TASK ITEM:
Format the lines as a Markdown table with the columns Row and Line, leaving out blank lines. Begin at the line that contains "This document asks" and stop after the line that contains "box: [29, 565, 626, 700]".

GIVEN ENTRIES:
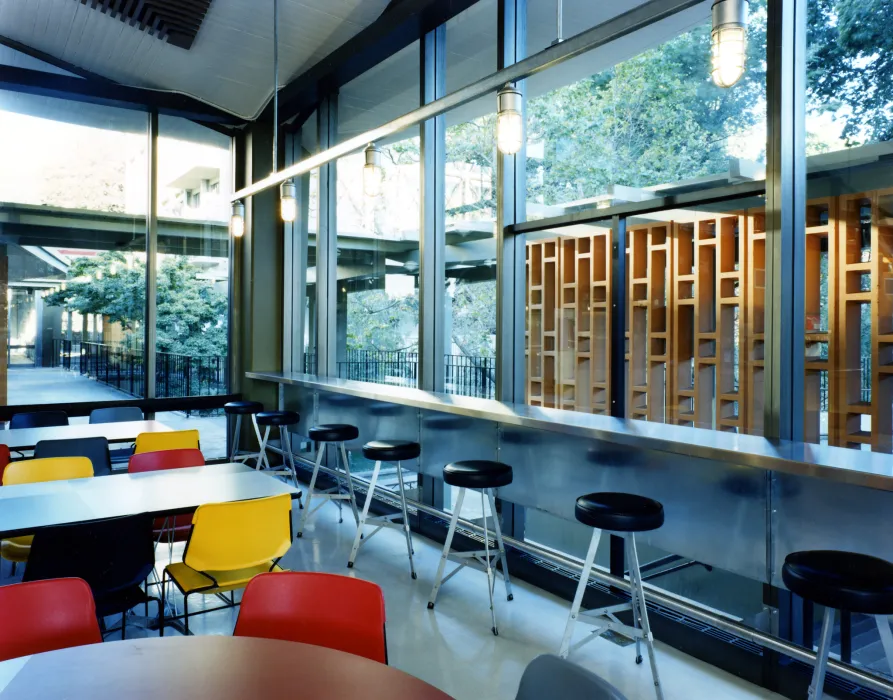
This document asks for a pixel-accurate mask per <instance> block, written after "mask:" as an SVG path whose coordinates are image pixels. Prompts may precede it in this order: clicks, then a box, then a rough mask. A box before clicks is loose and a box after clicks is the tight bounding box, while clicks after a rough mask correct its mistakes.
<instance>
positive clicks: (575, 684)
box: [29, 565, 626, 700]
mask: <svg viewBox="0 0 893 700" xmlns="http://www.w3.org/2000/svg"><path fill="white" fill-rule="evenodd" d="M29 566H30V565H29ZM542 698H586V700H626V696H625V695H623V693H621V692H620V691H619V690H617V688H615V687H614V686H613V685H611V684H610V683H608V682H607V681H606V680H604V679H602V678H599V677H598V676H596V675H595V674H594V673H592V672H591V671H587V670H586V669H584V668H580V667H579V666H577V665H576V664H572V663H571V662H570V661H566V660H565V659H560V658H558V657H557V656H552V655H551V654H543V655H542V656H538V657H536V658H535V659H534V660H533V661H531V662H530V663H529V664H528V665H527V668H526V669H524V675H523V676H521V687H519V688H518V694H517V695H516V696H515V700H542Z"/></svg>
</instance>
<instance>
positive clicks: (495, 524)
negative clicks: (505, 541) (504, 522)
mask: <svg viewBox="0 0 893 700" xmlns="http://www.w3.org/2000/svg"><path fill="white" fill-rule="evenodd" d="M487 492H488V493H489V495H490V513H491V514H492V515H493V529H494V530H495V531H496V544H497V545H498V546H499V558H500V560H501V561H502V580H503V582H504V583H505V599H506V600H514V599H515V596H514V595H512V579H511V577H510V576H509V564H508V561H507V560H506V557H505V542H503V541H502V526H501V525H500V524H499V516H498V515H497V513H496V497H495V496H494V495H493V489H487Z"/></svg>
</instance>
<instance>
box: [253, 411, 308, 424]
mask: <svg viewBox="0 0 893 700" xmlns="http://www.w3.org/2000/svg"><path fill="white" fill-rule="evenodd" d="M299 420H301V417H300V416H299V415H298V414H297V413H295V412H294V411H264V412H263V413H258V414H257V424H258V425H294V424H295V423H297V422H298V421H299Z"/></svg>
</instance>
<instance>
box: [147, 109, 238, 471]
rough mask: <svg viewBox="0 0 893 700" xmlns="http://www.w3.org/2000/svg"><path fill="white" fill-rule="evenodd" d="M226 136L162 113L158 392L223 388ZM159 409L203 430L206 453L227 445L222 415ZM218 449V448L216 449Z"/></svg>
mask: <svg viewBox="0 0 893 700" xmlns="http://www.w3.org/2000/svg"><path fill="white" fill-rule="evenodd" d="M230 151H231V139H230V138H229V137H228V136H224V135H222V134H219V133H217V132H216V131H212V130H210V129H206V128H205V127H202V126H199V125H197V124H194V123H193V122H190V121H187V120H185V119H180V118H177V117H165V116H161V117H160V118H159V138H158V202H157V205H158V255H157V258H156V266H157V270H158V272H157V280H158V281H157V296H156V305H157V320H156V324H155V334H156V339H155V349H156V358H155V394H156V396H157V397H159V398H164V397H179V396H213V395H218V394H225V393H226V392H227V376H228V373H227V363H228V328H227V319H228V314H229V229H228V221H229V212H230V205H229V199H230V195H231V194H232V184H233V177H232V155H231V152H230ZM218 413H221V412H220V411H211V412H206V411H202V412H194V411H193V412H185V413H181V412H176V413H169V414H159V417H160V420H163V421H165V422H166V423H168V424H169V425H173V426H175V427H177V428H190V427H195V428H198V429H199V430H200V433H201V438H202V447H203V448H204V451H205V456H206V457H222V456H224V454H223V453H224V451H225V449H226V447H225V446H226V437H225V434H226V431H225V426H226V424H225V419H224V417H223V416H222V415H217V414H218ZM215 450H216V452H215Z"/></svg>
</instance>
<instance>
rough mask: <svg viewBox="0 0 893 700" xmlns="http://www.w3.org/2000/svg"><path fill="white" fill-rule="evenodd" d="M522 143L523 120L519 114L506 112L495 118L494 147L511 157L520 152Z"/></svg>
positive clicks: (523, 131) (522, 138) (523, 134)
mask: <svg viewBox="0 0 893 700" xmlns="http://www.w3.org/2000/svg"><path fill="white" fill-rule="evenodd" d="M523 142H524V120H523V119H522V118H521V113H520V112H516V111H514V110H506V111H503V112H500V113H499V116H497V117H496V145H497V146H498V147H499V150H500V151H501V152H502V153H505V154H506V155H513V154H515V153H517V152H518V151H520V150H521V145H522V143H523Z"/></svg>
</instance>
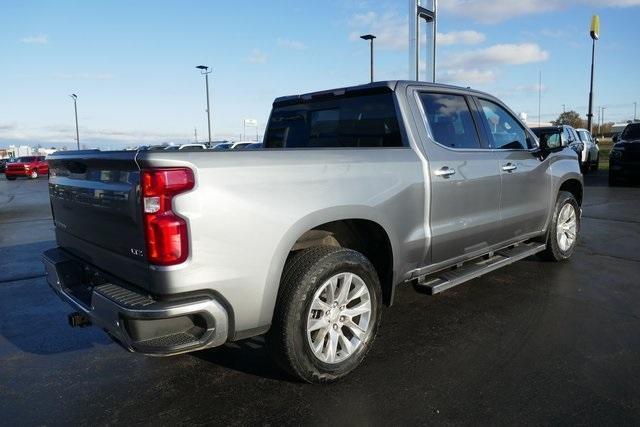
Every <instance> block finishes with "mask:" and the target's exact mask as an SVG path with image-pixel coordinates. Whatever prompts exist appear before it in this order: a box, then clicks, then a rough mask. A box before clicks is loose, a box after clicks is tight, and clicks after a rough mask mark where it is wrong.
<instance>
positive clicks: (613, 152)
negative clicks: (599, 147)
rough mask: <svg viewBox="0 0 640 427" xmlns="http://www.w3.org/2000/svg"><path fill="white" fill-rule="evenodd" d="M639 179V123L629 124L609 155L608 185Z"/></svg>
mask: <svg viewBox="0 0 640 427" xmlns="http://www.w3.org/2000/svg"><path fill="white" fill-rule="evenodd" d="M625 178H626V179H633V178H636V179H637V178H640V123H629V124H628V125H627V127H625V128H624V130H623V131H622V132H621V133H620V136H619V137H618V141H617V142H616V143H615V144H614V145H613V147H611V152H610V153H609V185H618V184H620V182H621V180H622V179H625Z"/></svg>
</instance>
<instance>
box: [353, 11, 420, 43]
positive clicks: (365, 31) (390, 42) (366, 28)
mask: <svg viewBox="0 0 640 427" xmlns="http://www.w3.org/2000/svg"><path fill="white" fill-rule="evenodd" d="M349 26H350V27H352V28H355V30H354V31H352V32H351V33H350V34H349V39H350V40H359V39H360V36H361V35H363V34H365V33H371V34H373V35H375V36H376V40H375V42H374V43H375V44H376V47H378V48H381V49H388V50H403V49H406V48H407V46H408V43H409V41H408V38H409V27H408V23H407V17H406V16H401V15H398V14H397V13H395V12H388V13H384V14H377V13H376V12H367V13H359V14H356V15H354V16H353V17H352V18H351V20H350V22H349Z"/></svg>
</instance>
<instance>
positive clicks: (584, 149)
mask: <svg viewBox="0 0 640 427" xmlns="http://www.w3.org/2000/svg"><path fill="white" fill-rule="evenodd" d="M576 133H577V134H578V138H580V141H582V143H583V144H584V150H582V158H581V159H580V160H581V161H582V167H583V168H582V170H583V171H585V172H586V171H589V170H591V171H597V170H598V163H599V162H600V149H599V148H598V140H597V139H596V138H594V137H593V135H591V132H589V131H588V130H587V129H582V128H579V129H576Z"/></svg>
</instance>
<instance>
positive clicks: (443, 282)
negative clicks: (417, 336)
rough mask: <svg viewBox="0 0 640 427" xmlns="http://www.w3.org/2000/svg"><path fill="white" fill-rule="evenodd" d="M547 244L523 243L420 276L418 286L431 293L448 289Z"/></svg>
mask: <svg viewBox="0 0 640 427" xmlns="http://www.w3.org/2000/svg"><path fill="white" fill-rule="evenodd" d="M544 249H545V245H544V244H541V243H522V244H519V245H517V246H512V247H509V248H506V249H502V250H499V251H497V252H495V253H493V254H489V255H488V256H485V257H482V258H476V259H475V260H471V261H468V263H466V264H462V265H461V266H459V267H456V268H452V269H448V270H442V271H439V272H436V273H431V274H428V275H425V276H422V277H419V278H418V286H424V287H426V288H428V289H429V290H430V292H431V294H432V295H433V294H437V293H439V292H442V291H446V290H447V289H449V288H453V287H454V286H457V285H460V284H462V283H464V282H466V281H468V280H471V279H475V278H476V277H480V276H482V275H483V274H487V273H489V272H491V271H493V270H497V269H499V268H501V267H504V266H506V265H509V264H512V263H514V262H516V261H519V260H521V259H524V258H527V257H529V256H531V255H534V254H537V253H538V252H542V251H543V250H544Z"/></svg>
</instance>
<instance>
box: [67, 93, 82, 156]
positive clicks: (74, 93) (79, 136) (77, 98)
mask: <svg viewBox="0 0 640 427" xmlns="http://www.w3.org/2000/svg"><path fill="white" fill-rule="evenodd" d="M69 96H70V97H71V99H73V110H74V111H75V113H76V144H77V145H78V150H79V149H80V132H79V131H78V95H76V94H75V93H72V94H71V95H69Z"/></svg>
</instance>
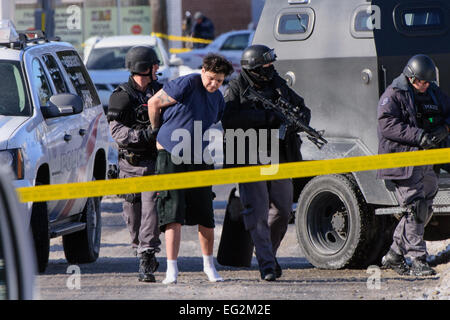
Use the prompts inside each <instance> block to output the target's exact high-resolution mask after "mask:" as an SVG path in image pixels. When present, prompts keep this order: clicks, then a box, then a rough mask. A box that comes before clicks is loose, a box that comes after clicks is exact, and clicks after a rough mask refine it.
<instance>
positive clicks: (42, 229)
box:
---
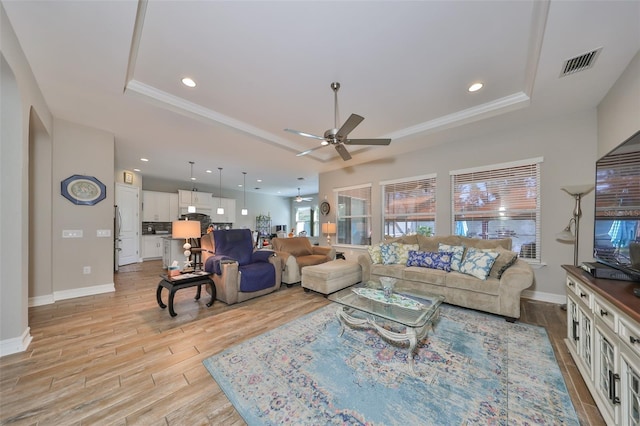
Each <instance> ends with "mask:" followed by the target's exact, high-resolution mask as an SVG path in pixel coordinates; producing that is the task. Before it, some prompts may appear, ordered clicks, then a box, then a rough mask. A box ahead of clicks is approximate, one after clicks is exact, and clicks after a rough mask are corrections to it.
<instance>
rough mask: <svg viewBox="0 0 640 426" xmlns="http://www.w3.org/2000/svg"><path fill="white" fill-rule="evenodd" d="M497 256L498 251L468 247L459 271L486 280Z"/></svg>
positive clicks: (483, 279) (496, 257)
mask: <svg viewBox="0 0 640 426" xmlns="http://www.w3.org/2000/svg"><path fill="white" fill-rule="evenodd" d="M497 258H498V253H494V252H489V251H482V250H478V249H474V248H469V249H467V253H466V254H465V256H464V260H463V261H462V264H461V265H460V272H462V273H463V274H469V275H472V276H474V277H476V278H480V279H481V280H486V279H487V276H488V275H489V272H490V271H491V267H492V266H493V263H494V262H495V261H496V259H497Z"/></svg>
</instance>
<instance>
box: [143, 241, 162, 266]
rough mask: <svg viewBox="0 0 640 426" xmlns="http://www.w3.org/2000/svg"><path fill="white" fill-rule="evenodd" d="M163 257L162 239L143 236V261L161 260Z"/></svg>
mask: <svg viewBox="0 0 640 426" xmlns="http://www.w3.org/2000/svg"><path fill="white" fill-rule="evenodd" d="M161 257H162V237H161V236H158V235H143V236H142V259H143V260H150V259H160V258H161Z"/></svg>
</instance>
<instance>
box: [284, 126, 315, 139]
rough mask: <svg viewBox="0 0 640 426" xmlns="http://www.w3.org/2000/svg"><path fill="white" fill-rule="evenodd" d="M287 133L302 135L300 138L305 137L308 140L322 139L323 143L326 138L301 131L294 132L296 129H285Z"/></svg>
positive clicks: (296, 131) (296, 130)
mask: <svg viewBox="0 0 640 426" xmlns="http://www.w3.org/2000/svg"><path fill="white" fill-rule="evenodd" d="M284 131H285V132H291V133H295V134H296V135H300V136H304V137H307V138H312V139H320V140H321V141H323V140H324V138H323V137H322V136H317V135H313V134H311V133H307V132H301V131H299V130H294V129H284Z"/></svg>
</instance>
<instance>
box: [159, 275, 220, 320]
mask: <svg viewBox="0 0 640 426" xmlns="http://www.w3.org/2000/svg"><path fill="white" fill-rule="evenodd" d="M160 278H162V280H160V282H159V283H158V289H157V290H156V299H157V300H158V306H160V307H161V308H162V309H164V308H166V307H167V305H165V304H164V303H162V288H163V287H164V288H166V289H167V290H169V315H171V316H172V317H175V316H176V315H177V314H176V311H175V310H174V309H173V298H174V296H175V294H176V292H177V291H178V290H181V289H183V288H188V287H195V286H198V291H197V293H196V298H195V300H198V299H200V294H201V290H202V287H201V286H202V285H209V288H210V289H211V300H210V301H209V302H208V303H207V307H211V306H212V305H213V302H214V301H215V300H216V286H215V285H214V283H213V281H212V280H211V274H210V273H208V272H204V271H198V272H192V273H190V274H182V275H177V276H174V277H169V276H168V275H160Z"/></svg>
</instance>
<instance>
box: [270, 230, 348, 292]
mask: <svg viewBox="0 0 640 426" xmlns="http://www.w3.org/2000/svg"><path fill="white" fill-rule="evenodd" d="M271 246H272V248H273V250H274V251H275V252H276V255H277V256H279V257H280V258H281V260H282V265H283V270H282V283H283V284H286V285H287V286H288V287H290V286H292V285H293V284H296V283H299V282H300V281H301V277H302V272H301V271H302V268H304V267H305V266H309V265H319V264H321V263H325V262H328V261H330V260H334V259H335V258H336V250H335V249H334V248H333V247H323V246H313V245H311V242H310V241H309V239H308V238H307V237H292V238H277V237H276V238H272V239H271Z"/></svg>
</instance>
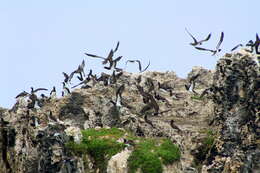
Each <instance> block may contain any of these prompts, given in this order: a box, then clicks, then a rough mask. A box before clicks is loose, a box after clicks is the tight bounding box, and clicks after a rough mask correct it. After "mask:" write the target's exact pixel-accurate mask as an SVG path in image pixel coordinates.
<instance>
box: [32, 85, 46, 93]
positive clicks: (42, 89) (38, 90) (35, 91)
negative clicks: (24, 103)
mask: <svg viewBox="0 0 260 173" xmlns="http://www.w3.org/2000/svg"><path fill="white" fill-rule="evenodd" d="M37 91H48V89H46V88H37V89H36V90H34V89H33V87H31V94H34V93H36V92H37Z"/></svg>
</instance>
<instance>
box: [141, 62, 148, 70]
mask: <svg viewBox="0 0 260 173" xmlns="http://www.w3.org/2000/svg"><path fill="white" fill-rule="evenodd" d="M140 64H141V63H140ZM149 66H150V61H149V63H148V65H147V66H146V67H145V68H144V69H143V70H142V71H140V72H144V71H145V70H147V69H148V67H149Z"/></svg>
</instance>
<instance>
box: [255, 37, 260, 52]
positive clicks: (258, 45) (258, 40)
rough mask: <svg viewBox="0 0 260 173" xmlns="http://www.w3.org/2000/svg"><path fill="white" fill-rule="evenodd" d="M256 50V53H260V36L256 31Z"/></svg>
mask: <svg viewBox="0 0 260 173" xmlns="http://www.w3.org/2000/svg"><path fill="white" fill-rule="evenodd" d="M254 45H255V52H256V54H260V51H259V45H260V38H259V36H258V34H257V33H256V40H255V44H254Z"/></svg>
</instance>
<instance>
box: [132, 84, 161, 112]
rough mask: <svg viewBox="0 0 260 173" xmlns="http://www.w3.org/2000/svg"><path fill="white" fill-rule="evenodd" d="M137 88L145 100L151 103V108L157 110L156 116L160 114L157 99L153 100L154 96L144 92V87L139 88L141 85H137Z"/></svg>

ANSWER TO THIS TASK:
| Row | Line |
|---|---|
| 1 | This document asks for a pixel-accurate mask per <instance> block, written after "mask:" as an SVG path whose coordinates are image pixels. Prompts may precede it in this order: clicks, then a box, then a rough mask. A box before clicks is loose and a box after clicks is the tight bounding box, while clicks after a rough mask correct its mistakes. |
| 2 | <instance> |
| 3 | positive clicks: (575, 684) |
| 4 | box: [29, 565, 626, 700] |